§ **YOUR INSTRUCTIONS**
Pull out every line of the data below that contains the string "sailboat", treating uppercase and lowercase as different.
══ DATA PROVIDED ══
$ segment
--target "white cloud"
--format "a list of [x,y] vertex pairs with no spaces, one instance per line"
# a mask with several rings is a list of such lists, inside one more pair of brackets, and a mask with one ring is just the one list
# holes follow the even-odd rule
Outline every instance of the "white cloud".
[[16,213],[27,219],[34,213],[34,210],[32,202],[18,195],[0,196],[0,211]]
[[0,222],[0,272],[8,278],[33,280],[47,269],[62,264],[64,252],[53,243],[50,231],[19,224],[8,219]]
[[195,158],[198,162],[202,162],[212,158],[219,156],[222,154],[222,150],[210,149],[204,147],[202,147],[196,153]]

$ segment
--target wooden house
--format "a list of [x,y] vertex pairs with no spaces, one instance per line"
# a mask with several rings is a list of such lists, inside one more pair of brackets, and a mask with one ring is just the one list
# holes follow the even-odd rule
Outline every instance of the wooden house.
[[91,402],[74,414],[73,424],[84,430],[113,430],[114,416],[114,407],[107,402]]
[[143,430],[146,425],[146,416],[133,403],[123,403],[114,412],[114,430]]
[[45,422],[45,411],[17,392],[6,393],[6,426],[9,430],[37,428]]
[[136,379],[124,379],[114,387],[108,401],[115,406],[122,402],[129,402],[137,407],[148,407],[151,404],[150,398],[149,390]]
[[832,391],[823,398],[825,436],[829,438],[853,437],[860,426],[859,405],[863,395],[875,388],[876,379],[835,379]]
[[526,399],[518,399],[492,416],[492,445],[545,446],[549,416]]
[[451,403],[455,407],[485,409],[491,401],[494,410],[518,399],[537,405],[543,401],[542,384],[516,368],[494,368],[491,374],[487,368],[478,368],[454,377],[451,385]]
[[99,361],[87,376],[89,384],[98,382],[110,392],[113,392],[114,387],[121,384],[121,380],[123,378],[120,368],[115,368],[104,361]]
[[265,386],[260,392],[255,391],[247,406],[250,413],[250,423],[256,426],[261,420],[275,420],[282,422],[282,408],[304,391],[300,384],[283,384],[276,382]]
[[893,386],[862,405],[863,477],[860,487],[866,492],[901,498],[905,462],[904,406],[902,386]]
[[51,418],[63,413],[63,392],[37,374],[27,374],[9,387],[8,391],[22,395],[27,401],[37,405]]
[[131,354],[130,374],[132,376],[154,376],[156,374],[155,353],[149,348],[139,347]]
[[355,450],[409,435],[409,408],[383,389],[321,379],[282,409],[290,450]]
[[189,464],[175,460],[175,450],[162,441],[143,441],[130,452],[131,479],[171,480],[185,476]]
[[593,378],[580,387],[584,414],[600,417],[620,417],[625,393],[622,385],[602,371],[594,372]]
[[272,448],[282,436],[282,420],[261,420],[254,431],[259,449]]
═══
══ DATA PROVIDED ══
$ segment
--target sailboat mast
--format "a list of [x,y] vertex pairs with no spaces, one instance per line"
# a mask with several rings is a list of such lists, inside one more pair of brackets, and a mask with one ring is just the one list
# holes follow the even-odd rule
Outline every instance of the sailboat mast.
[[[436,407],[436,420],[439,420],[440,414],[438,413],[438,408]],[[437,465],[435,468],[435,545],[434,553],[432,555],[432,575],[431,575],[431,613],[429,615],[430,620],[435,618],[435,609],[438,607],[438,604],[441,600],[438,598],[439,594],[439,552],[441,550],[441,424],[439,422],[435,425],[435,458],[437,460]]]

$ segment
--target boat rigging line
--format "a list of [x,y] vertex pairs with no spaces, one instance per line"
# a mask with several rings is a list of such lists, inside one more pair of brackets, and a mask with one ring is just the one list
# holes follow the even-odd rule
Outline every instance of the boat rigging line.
═══
§ **RESPONSE TO THIS TASK**
--target sailboat mast
Outline every instance of the sailboat mast.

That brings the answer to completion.